[WRITTEN INSTRUCTION] Rewrite the market commentary from "These political shifts, while" to "Asia’s largest economy.", changing "earnings growth" to "corporate profits".

These political shifts, while disruptive, are priced mainly in the months following, and markets will pivot back to fundamentals, such as earnings growth. That said, Indonesia’s move feels riskier; losing Mulyani at a time of high public debt could invite rating agency scrutiny and higher borrowing costs for Southeast Asia’s largest economy.

Crypto consolidates amid uncertainty

Turning to cryptocurrencies, Bitcoin grappled with resistance around US$112,500, consolidating after a recovery from the US$110,000 support zone. The flagship coin traded above US$111,000 and its 100-hour simple moving average, with a bullish trend line holding at US$110,800 on the hourly chart sourced from Kraken data. Bulls pushed past the 50 per cent Fibonacci retracement of the recent swing from US$113,372 to US$110,039, but bears dug in near US$112,600, capping upside.

A break below US$110,800 could trigger a sharper pullback, while staying under US$113,000 might signal more downside. Recent whale activity added pressure, with large holders offloading 112,000 BTC over the past month, hinting at September’s historical weakness for the asset.

[LISTED RECORDS]
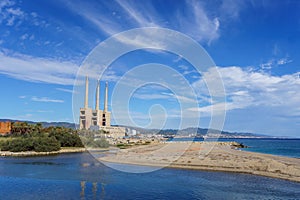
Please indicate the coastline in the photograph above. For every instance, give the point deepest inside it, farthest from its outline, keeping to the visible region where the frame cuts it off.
(219, 156)
(33, 153)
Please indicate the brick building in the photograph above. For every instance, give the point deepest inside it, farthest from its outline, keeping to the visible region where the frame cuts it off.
(5, 128)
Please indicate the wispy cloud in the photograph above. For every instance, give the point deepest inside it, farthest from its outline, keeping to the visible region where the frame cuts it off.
(274, 63)
(65, 90)
(245, 88)
(35, 69)
(46, 100)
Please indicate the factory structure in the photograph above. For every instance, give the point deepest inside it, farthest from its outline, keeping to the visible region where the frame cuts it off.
(97, 119)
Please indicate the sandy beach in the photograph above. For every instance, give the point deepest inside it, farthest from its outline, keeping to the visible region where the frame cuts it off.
(33, 153)
(217, 156)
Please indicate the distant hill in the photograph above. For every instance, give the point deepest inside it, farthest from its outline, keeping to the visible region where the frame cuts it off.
(198, 132)
(167, 132)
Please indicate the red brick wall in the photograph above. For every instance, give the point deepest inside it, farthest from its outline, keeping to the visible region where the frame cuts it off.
(5, 127)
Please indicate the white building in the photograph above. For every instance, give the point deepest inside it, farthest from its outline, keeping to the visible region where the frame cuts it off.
(98, 119)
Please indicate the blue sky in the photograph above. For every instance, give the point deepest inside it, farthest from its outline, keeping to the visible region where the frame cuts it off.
(255, 45)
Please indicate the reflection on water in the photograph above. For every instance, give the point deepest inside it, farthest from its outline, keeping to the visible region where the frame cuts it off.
(94, 190)
(80, 176)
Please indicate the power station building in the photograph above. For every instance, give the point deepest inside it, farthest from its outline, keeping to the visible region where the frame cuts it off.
(98, 119)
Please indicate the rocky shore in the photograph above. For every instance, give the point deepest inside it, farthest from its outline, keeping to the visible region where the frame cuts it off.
(214, 156)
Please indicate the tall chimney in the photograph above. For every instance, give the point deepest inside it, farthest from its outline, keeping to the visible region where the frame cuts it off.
(86, 99)
(106, 97)
(97, 95)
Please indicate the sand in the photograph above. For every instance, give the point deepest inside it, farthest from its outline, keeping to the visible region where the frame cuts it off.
(214, 156)
(33, 153)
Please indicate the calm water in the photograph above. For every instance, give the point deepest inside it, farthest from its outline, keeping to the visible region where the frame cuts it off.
(79, 176)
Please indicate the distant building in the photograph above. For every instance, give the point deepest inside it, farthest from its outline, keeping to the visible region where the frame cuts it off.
(5, 128)
(98, 119)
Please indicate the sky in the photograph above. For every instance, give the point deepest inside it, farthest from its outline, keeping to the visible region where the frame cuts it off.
(255, 45)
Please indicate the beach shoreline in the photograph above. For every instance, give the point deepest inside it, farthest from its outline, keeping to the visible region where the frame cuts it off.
(221, 157)
(34, 153)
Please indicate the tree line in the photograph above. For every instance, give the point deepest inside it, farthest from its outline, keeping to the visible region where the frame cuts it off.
(34, 137)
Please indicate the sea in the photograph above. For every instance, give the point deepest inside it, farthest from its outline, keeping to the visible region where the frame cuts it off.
(80, 176)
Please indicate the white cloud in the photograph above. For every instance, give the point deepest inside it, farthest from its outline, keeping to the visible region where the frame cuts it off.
(33, 69)
(65, 90)
(274, 63)
(46, 100)
(192, 19)
(246, 88)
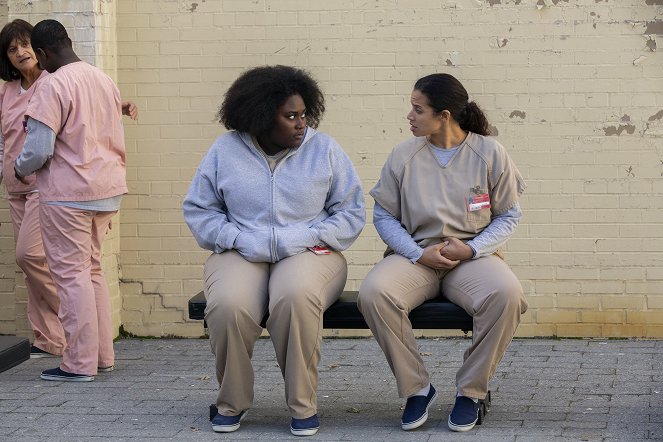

[TASK OUTPUT]
These political shifts, while disruptive, are priced mainly in the months following, and markets will pivot back to fundamentals, such as corporate profits. That said, Indonesia’s move feels riskier; losing Mulyani at a time of high public debt could invite rating agency scrutiny and higher borrowing costs for Southeast Asia’s largest economy.